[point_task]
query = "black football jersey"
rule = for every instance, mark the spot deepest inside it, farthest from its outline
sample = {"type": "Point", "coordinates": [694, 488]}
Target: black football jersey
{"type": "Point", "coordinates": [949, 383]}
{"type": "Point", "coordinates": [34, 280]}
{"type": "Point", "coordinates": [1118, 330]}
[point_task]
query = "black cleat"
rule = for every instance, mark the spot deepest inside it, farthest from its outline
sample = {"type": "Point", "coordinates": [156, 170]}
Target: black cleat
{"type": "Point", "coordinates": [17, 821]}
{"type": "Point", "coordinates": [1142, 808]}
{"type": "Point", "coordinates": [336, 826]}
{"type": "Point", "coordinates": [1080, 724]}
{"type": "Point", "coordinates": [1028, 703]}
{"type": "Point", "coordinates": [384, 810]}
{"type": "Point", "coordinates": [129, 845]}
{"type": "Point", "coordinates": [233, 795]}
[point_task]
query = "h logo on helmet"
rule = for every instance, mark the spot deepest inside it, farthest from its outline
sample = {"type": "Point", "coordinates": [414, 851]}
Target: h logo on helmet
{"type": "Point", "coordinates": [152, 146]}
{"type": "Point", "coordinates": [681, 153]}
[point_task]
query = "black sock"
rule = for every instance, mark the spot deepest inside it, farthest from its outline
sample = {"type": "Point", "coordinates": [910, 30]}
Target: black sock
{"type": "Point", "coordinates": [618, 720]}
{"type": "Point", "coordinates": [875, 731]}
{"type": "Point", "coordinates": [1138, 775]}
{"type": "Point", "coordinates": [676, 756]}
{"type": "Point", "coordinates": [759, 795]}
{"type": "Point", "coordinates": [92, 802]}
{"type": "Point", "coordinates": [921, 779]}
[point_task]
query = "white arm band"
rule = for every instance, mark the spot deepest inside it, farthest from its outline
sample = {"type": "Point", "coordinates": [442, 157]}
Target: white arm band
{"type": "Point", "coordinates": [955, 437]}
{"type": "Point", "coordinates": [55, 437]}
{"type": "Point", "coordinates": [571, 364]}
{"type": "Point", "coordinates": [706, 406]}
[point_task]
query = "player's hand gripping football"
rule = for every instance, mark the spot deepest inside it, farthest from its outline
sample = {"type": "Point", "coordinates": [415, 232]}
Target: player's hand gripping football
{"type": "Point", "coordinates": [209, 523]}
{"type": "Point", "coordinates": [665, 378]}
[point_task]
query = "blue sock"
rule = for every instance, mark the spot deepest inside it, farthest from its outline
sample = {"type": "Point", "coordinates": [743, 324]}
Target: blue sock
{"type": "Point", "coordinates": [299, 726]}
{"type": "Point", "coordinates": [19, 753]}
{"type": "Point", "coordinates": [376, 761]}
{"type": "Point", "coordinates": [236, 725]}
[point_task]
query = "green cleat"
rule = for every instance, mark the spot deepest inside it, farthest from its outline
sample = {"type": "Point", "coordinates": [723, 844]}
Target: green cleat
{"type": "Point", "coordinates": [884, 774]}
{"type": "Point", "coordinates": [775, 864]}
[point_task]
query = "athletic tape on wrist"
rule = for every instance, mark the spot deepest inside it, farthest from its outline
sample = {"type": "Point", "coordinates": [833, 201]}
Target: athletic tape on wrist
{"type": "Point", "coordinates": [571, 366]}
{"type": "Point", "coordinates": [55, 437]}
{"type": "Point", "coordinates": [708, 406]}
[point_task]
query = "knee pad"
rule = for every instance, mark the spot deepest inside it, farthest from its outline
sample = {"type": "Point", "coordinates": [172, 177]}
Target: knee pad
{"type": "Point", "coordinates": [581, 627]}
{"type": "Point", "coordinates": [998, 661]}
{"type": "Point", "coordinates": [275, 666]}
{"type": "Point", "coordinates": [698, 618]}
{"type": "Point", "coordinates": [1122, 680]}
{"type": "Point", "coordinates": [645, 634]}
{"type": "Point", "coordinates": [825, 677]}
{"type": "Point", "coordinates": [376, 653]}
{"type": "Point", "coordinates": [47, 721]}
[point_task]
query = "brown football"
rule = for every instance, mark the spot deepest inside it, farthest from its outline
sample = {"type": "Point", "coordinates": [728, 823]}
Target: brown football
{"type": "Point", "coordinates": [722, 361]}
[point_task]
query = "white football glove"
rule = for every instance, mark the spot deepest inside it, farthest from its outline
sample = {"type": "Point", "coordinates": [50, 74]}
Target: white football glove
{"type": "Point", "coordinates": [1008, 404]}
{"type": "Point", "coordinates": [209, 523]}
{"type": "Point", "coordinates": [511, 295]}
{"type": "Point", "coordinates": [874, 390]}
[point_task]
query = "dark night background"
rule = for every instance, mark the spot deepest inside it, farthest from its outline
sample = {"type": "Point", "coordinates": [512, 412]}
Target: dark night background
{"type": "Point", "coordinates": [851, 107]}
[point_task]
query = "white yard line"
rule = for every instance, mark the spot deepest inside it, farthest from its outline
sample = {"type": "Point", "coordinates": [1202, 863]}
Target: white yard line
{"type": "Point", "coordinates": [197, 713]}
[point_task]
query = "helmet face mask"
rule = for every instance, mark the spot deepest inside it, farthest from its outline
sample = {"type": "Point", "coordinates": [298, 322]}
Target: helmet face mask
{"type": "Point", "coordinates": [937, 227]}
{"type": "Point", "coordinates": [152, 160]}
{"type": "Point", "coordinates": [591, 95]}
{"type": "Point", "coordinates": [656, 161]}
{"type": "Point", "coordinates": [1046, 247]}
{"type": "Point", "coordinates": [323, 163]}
══════
Print the records above again, every one, exactly as written.

Solution to the problem —
[point_task]
query = "black football jersey"
rule = for every instance, mark the spot deepest inside it, farthest from its outline
sample = {"type": "Point", "coordinates": [694, 488]}
Target: black football jersey
{"type": "Point", "coordinates": [949, 383]}
{"type": "Point", "coordinates": [34, 280]}
{"type": "Point", "coordinates": [1118, 330]}
[point_task]
query = "black cleat"
rule = for every instance, mark the spot deepest inside it, farthest from its outline
sample = {"type": "Point", "coordinates": [156, 170]}
Target: black cleat
{"type": "Point", "coordinates": [17, 821]}
{"type": "Point", "coordinates": [1142, 808]}
{"type": "Point", "coordinates": [336, 826]}
{"type": "Point", "coordinates": [1080, 724]}
{"type": "Point", "coordinates": [1028, 703]}
{"type": "Point", "coordinates": [384, 810]}
{"type": "Point", "coordinates": [129, 845]}
{"type": "Point", "coordinates": [233, 795]}
[point_task]
query = "h logo on helmet"
rule = for every instance, mark the spot deepest inside it, farthest from its outline
sample = {"type": "Point", "coordinates": [414, 851]}
Target: h logo on helmet
{"type": "Point", "coordinates": [152, 146]}
{"type": "Point", "coordinates": [681, 153]}
[point_task]
query = "black sock"
rule = for every instance, mark the spot deepest inside it, farthest from its outline
sample = {"type": "Point", "coordinates": [910, 30]}
Target: black sock
{"type": "Point", "coordinates": [618, 720]}
{"type": "Point", "coordinates": [875, 731]}
{"type": "Point", "coordinates": [1138, 775]}
{"type": "Point", "coordinates": [676, 756]}
{"type": "Point", "coordinates": [759, 795]}
{"type": "Point", "coordinates": [92, 802]}
{"type": "Point", "coordinates": [921, 779]}
[point_task]
query = "white arm band"
rule = for every instance, mark the spot deepest inside it, farthest from its outline
sample = {"type": "Point", "coordinates": [442, 157]}
Target: white arm band
{"type": "Point", "coordinates": [955, 437]}
{"type": "Point", "coordinates": [55, 437]}
{"type": "Point", "coordinates": [571, 364]}
{"type": "Point", "coordinates": [706, 406]}
[point_task]
query = "player's hand gripping football"
rule = for every instance, mark the spot deepest inside it, farthest from its outline
sample = {"type": "Point", "coordinates": [415, 232]}
Target: player's hand gripping football
{"type": "Point", "coordinates": [209, 523]}
{"type": "Point", "coordinates": [665, 378]}
[point_task]
query = "blue sock"
rule = for every instance, mark the spot deepest inside it, farthest from its outline
sample = {"type": "Point", "coordinates": [743, 324]}
Target: blue sock
{"type": "Point", "coordinates": [299, 726]}
{"type": "Point", "coordinates": [19, 753]}
{"type": "Point", "coordinates": [376, 761]}
{"type": "Point", "coordinates": [236, 725]}
[point_task]
query = "green cleat"
rule = for every instance, mark the spot deepest inside it, farthest from its outline
sample = {"type": "Point", "coordinates": [723, 844]}
Target: green cleat
{"type": "Point", "coordinates": [884, 774]}
{"type": "Point", "coordinates": [775, 864]}
[point_task]
query = "athletic tape on wrist"
rule = for every instance, mark the spot deepest inside it, farthest from its outline
sample = {"type": "Point", "coordinates": [833, 201]}
Target: athletic tape on wrist
{"type": "Point", "coordinates": [571, 366]}
{"type": "Point", "coordinates": [55, 437]}
{"type": "Point", "coordinates": [708, 406]}
[point_task]
query = "knee pad"
rule = for every instance, mark the spot deepest inside it, farthest from its outline
sample = {"type": "Point", "coordinates": [172, 177]}
Target: knee pad
{"type": "Point", "coordinates": [581, 627]}
{"type": "Point", "coordinates": [998, 661]}
{"type": "Point", "coordinates": [275, 666]}
{"type": "Point", "coordinates": [698, 618]}
{"type": "Point", "coordinates": [1122, 680]}
{"type": "Point", "coordinates": [645, 634]}
{"type": "Point", "coordinates": [825, 677]}
{"type": "Point", "coordinates": [376, 653]}
{"type": "Point", "coordinates": [47, 721]}
[point_task]
query = "brown football"
rule = for every instance, mark the spot deepest inside it, farthest from its outline
sample = {"type": "Point", "coordinates": [728, 823]}
Target: brown football
{"type": "Point", "coordinates": [722, 361]}
[point_task]
query = "white football glove"
rule = for every instance, mark the spot deepest inside it, farthest from its outline
sample = {"type": "Point", "coordinates": [50, 74]}
Target: white football glove
{"type": "Point", "coordinates": [1008, 404]}
{"type": "Point", "coordinates": [209, 523]}
{"type": "Point", "coordinates": [511, 295]}
{"type": "Point", "coordinates": [874, 390]}
[point_task]
query = "dark night background"
rule = for every instance, mark the spot deepest inside it, farthest from its outline
sample = {"type": "Point", "coordinates": [512, 412]}
Target: dark night background
{"type": "Point", "coordinates": [851, 107]}
[point_task]
query = "white yard line"
rule = for every instance, mark the spot deepest inside it, farthest from its outline
sample = {"type": "Point", "coordinates": [1202, 863]}
Target: white yard line
{"type": "Point", "coordinates": [197, 713]}
[point_task]
query = "helmet face mask"
rule = for every instance, mark the spot deepest inside it, farthest from its outline
sample = {"type": "Point", "coordinates": [298, 322]}
Target: helmet face mask
{"type": "Point", "coordinates": [937, 227]}
{"type": "Point", "coordinates": [152, 160]}
{"type": "Point", "coordinates": [591, 95]}
{"type": "Point", "coordinates": [656, 161]}
{"type": "Point", "coordinates": [1046, 247]}
{"type": "Point", "coordinates": [323, 163]}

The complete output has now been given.